**Selection**
>> START

Evilenko is a 2004 English-language Italian crime horror thriller film very loosely based on the Soviet serial killer Andrei Chikatilo. Written and directed by David Grieco, the film stars Malcolm McDowell, Marton Csokas, and Ronald Pickup.

Plot
In 1984, in Kyiv, schoolteacher Andrej Romanovich Evilenko is dismissed from his position after attempting to rape a pupil. Driven by his psychopathic urges and embittered by the collapse of the Soviet Union, Evilenko begins to rape, kill, and cannibalise women and children. It is hinted throughout the movie that Evilenko somehow gained the power to hypnotise his victims, which accounts for their lack of resistance and his continuous evasion of the authorities.

Vadim Timurouvic Lesiev, a magistrate and family man, is assigned to catch the serial killer. For years, Evilenko eludes Lesiev and psychiatrist Aron Richter, who is assigned to profile the killer. Richter eventually finds Evilenko with a little girl and manages to break Evilenko's hypnotic hold on her, but is killed by Evilenko in retaliation; although it appears to Evilenko that she is run over by a train, the girl escapes alive.

Almost two years later, Lesiev finally captures Evilenko, who by now has killed 55 people, mostly children and young women. On 22 May 1992, Evilenko goes to court, and on 14 February 1994, he is finally executed. Before his execution, two governments expressed interest in Evilenko's psychic abilities and asked for extradition of Evilenko but were denied.

>> END

Translate this sentence from the Evilenko summary into Spanish: "Written and directed by David Grieco, the film stars Malcolm McDowell, Marton Csokas, and Ronald Pickup." These lines have no connection to the Evilenko summary.

Location labeling lines
>> START

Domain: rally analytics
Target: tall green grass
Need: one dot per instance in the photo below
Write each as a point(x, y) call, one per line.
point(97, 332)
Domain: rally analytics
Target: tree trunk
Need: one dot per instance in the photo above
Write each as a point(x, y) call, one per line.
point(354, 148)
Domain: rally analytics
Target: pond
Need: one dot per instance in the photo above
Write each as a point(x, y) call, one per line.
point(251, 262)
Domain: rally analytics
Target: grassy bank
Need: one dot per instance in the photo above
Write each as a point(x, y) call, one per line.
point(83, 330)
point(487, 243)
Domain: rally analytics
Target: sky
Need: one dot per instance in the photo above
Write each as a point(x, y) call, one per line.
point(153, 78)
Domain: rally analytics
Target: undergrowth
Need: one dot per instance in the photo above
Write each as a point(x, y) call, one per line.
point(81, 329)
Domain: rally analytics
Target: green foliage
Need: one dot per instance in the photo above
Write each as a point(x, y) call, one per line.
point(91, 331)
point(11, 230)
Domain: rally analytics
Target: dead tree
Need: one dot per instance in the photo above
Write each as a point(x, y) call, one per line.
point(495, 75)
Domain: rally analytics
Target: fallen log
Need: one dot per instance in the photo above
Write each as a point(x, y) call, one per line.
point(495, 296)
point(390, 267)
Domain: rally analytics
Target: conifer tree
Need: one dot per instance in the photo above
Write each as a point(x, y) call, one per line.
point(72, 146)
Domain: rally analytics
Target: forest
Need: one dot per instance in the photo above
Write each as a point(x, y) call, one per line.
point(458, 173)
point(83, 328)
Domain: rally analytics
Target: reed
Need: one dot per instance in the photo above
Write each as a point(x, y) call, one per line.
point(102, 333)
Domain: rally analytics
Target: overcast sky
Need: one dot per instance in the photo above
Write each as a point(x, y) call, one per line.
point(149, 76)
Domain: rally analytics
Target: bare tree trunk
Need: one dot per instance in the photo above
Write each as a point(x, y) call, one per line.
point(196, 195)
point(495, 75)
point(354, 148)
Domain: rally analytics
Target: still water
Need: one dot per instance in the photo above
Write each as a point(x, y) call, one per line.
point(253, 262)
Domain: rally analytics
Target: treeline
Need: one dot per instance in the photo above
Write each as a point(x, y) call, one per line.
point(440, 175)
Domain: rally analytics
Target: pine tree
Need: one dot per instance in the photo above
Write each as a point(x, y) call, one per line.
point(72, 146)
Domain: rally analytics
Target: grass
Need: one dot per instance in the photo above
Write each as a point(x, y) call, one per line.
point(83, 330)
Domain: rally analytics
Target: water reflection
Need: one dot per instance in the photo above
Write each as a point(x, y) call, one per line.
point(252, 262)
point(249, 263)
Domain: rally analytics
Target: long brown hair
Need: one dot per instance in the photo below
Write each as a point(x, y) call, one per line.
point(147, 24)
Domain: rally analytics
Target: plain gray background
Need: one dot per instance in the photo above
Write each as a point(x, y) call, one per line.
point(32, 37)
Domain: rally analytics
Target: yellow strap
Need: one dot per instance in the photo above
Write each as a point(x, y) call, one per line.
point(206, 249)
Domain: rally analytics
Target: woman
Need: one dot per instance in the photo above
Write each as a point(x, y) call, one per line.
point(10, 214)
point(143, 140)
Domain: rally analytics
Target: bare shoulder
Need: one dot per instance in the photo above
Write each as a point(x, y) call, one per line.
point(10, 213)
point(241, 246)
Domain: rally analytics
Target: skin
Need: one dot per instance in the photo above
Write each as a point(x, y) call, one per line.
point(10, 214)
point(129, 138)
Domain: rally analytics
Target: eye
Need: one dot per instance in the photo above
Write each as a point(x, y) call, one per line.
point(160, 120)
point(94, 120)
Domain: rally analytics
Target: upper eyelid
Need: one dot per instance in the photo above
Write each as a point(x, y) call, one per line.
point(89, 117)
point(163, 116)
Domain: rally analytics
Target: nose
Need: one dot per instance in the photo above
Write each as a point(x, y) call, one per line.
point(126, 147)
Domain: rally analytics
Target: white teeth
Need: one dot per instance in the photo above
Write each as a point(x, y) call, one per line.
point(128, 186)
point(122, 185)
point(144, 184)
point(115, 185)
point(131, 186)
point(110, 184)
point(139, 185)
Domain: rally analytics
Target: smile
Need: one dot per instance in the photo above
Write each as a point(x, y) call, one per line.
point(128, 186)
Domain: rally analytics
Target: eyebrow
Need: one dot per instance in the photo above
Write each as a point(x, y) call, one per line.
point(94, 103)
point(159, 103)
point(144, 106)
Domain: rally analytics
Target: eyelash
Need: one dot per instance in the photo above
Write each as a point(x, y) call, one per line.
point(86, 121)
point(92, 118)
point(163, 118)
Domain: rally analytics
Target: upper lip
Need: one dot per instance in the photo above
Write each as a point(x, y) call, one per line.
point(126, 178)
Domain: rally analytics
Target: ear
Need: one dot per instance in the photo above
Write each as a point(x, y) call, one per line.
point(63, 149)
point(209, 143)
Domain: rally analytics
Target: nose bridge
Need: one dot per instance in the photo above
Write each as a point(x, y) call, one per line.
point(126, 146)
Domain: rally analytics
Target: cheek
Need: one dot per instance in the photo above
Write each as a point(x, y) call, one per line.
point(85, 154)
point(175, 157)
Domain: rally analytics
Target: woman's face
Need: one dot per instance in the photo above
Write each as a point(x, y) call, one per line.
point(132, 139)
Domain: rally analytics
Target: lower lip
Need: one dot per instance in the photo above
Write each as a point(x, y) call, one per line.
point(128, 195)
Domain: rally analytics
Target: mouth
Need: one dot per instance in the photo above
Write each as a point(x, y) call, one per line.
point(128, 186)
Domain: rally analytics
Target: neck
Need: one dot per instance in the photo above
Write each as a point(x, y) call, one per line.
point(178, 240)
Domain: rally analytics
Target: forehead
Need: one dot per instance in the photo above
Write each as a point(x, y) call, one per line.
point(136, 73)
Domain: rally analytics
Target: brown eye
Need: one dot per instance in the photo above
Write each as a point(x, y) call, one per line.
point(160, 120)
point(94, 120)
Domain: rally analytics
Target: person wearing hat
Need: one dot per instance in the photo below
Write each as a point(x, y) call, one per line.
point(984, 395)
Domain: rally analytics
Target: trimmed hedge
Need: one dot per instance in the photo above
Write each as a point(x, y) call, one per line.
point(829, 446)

>> END

**Exercise response**
Escrita y dirigida por David Grieco, la película está protagonizada por Malcolm McDowell, Marton Csokas y Ronald Pickup.